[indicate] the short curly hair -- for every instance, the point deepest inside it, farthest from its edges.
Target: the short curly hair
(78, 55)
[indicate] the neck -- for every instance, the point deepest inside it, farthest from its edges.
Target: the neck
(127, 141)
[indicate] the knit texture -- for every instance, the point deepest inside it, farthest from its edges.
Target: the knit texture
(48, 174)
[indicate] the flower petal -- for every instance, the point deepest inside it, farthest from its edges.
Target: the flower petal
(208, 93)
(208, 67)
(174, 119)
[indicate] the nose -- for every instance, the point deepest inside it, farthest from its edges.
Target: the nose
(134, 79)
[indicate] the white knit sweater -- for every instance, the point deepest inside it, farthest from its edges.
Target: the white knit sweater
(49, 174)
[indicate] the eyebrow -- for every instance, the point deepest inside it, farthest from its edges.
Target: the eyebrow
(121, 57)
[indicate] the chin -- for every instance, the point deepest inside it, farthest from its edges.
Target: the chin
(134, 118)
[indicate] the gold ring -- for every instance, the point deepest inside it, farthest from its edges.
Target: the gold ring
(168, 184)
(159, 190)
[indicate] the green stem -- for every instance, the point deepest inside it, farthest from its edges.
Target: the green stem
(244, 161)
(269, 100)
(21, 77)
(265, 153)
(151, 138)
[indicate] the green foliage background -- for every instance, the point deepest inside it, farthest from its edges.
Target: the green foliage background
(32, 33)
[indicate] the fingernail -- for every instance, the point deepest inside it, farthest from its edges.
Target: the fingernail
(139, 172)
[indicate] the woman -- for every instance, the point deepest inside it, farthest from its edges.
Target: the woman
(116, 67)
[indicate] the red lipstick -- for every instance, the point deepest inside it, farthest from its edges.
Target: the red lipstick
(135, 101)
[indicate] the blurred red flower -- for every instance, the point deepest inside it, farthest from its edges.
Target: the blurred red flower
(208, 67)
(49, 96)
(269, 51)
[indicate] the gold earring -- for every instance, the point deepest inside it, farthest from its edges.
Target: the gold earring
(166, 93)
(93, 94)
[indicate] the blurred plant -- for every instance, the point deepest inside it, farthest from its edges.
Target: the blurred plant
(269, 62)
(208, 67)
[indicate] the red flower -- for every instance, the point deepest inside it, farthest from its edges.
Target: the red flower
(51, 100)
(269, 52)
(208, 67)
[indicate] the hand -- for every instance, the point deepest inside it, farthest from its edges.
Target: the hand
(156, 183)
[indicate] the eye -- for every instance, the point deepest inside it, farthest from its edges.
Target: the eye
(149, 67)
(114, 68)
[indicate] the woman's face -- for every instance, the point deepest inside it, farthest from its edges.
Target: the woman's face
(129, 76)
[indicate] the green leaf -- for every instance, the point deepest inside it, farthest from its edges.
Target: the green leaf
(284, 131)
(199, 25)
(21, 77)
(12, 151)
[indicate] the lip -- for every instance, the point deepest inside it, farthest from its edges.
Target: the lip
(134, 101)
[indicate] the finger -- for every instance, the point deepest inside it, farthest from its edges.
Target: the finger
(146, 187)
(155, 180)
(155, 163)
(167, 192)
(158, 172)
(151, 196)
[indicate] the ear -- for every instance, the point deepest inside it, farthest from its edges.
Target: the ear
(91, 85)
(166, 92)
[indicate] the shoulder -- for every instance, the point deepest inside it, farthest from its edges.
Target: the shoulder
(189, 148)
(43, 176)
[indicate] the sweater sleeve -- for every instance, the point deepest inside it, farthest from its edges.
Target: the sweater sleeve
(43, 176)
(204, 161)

_ _ _ _

*WHAT YOU SHOULD DO*.
Beginning at the first line above, repeat exactly until the line containing "[indicate] the neck", which is included.

*EXERCISE RESPONSE*.
[indicate] the short curly hair -- for every instance, the point deepest inside it, farthest from its edges.
Target: the short curly hair
(78, 55)
[indicate] the neck -- for every instance, the point deepest inside it, farthest from its edges.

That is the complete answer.